| Text provided |

Could the liver hold the key to better cancer treatments?

Penn Medicine researchers have uncovered a liver-based signaling pathway that protects tumors by restraining anticancer immune cells.

Liver inflammation, a common side-effect of cancers elsewhere in the body, has long been associated with worse cancer outcomes and more recently associated with poor response to immunotherapy. Now, a team led by researchers from the Abramson Cancer Center and Perelman School of Medicine has found a big reason why.

Hepatocellular carcinoma (hepatoma) malignant cells.
Image: iStock/Md Babul Hosen

In their study, published in Nature Immunology, the researchers have discovered that cancer-induced liver inflammation causes liver cells to secrete proteins called serum amyloid A (SAA) proteins, which circulate through the body and hinder the ability of T cells—major anticancer weapons of the immune system—to infiltrate and attack tumors elsewhere.

“We want to better understand what causes cancer to resist or respond to immunotherapy to help design more effective strategies for patients,” says senior author Gregory Beatty, an associate professor of hematology-oncology and the director of Clinical and Translational Research for the Penn Pancreatic Cancer Research Center. “Our findings show that liver cells—with their release of SAA proteins—effectively serve as an immune checkpoint regulating anti-cancer immunity, making them a promising therapeutic target.”

| Material shown |

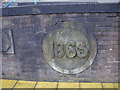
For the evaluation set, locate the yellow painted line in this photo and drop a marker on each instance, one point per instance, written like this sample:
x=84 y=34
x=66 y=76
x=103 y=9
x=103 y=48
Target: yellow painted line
x=46 y=85
x=8 y=83
x=25 y=84
x=110 y=85
x=117 y=85
x=91 y=85
x=68 y=85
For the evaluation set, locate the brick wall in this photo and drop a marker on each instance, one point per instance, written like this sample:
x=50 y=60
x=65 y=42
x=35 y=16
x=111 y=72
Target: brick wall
x=28 y=62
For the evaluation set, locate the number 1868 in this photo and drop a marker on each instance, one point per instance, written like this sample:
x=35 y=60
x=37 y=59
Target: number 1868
x=70 y=49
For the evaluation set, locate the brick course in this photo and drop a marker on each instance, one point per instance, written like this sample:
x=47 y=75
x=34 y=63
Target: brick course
x=28 y=62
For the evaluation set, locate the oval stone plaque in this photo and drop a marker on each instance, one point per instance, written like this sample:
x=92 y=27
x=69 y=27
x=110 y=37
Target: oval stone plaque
x=70 y=49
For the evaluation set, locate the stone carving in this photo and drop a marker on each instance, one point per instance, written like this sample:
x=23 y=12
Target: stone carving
x=69 y=50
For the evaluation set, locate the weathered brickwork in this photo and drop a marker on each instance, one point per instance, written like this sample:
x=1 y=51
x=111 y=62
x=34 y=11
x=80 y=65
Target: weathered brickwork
x=29 y=31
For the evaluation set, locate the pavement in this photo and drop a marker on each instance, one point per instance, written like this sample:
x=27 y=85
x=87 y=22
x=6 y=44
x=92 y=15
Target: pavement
x=15 y=84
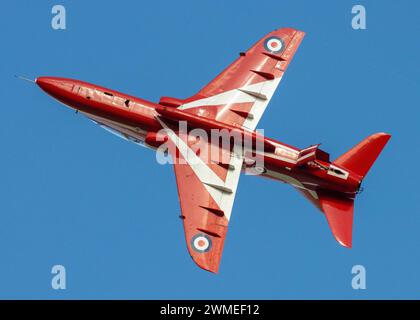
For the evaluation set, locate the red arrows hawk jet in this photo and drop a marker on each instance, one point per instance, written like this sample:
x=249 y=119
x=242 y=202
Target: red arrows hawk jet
x=233 y=103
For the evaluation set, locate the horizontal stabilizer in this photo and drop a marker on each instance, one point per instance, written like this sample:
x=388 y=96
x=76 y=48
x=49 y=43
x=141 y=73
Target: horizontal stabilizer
x=360 y=158
x=339 y=213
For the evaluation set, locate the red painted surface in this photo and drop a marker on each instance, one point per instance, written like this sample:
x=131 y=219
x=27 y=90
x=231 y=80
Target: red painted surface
x=330 y=186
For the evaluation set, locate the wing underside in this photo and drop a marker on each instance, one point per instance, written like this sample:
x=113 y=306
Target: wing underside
x=206 y=189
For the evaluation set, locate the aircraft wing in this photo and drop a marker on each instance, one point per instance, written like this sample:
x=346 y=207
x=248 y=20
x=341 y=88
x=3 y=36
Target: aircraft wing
x=241 y=93
x=206 y=191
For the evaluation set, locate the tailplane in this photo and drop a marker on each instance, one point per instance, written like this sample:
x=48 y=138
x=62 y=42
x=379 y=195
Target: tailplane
x=361 y=157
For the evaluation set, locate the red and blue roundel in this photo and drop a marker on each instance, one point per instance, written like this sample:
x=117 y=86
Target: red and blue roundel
x=274 y=44
x=201 y=243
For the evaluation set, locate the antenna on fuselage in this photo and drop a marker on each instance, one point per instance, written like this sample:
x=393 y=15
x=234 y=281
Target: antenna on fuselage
x=25 y=78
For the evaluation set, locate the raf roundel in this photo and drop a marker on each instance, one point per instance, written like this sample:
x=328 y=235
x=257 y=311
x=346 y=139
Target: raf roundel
x=201 y=243
x=274 y=45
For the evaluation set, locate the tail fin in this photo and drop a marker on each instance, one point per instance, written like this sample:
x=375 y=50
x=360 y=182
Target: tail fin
x=361 y=157
x=339 y=213
x=338 y=208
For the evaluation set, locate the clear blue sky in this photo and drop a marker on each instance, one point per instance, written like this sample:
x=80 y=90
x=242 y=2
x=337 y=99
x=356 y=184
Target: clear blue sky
x=72 y=194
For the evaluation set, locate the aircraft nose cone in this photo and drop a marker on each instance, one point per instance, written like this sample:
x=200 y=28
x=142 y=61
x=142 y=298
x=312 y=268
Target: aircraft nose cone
x=56 y=87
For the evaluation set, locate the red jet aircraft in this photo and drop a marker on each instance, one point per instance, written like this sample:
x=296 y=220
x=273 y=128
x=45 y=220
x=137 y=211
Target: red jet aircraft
x=234 y=101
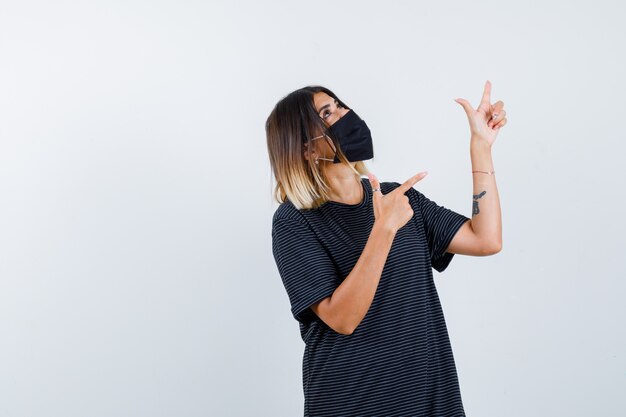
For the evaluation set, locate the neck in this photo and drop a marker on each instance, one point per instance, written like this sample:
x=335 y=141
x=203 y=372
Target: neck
x=346 y=187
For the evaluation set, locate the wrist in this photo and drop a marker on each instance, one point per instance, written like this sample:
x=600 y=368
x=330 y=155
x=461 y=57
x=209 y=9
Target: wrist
x=478 y=143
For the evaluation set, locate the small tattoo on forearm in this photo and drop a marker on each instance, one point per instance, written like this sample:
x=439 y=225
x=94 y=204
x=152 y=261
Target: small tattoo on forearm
x=475 y=209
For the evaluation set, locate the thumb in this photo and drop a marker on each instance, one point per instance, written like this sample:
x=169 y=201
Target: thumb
x=466 y=105
x=375 y=184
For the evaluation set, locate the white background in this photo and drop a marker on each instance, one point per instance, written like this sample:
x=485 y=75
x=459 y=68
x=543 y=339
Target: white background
x=136 y=273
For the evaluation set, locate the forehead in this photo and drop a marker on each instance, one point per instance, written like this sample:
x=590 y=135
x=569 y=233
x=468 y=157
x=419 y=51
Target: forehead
x=321 y=98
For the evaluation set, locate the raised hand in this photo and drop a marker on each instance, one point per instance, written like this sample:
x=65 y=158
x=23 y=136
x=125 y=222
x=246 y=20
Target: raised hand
x=487 y=119
x=393 y=209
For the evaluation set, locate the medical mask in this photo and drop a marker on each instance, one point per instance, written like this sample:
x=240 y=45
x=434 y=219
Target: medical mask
x=355 y=138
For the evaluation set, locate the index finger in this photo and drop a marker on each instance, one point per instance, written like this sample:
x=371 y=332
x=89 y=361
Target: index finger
x=404 y=187
x=486 y=94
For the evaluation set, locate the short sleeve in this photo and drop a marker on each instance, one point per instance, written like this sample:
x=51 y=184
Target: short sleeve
x=305 y=267
x=440 y=224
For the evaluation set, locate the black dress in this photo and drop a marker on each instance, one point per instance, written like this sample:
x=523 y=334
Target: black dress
x=398 y=361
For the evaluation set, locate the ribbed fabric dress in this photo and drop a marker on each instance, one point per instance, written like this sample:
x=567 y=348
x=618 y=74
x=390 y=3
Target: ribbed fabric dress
x=398 y=361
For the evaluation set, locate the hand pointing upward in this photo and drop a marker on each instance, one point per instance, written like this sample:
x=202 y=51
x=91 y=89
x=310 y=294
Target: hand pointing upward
x=487 y=119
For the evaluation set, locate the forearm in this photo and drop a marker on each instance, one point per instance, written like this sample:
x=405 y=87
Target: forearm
x=353 y=298
x=486 y=219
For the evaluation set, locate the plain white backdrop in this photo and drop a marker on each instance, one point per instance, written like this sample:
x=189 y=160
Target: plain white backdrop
x=136 y=273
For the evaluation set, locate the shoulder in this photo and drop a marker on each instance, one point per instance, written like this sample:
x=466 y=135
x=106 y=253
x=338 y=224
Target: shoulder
x=287 y=212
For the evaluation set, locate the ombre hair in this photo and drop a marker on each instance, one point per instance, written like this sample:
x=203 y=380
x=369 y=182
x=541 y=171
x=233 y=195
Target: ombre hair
x=293 y=122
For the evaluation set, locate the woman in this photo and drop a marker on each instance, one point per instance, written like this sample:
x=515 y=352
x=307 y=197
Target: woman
x=356 y=258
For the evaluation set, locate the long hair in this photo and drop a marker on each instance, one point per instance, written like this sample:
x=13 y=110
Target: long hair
x=292 y=123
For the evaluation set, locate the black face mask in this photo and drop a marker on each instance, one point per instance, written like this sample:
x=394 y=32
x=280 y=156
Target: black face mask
x=355 y=138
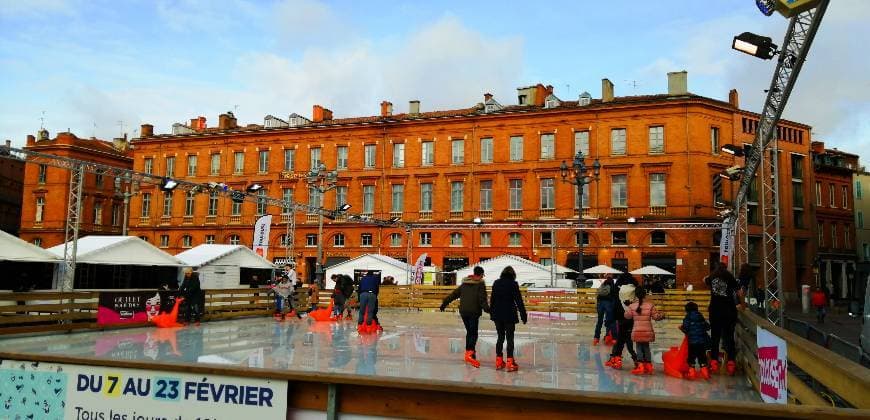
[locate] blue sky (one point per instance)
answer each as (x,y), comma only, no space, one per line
(90,64)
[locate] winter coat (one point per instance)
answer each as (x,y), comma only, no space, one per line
(472,297)
(695,327)
(643,331)
(505,301)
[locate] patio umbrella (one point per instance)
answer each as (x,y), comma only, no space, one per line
(651,270)
(602,269)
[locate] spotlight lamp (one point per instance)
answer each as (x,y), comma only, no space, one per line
(755,45)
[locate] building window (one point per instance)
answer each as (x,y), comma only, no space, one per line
(146,204)
(657,192)
(516,194)
(212,203)
(619,237)
(263,161)
(368,199)
(546,238)
(657,139)
(516,149)
(369,154)
(486,150)
(617,141)
(215,166)
(618,191)
(290,159)
(581,142)
(167,204)
(426,197)
(191,165)
(714,140)
(428,153)
(458,152)
(238,162)
(40,209)
(170,166)
(398,195)
(486,195)
(456,196)
(548,146)
(399,155)
(548,194)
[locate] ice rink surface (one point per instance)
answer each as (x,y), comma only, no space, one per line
(551,353)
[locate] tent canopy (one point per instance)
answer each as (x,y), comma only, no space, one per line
(118,250)
(13,248)
(237,255)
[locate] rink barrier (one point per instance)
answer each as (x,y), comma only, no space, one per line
(828,372)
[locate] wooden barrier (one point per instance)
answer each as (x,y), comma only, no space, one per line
(849,380)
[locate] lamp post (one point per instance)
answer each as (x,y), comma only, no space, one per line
(321,180)
(580,179)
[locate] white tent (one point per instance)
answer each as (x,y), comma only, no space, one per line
(220,266)
(527,271)
(386,265)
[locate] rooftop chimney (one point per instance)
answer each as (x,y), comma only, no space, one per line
(606,90)
(386,109)
(734,98)
(146,130)
(678,83)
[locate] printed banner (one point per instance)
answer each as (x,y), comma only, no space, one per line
(772,367)
(57,391)
(134,306)
(261,235)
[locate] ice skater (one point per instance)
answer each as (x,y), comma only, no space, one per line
(472,303)
(505,301)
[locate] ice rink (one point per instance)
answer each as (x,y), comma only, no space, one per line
(551,353)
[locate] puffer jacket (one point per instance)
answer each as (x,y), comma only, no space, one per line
(472,297)
(695,327)
(643,331)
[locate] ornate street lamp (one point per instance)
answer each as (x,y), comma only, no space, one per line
(580,178)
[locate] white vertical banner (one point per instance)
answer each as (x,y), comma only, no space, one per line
(261,235)
(772,367)
(726,244)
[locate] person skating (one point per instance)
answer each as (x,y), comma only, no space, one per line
(695,327)
(643,313)
(626,285)
(505,301)
(472,302)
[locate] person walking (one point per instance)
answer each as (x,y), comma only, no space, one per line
(724,300)
(472,303)
(504,303)
(643,314)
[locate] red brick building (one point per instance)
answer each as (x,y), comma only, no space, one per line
(659,156)
(46,189)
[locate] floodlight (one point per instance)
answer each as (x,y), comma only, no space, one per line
(168,184)
(756,45)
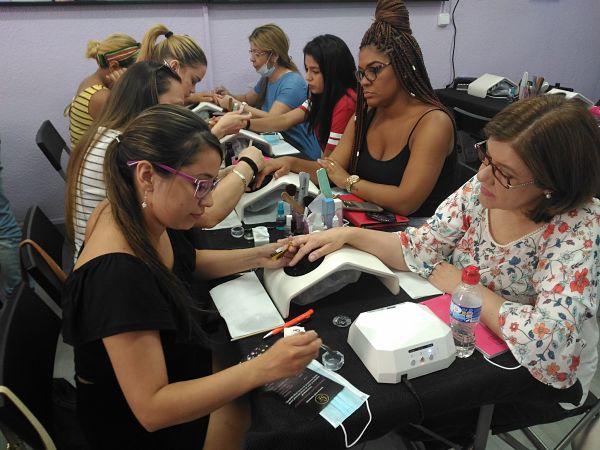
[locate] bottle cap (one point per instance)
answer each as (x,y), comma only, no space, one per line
(470,275)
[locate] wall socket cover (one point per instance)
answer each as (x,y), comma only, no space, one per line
(443,19)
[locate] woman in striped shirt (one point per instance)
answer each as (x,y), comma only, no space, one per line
(113,55)
(332,99)
(143,85)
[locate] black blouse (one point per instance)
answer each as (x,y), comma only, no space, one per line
(116,293)
(392,170)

| Prompt |
From the article above on the liver and cancer treatment, extract the passage between "Penn Medicine researchers" and "big reason why.", inclusive, copying it word for word.

| Answer for this exercise |
Penn Medicine researchers have uncovered a liver-based signaling pathway that protects tumors by restraining anticancer immune cells.

Liver inflammation, a common side-effect of cancers elsewhere in the body, has long been associated with worse cancer outcomes and more recently associated with poor response to immunotherapy. Now, a team led by researchers from the Abramson Cancer Center and Perelman School of Medicine has found a big reason why.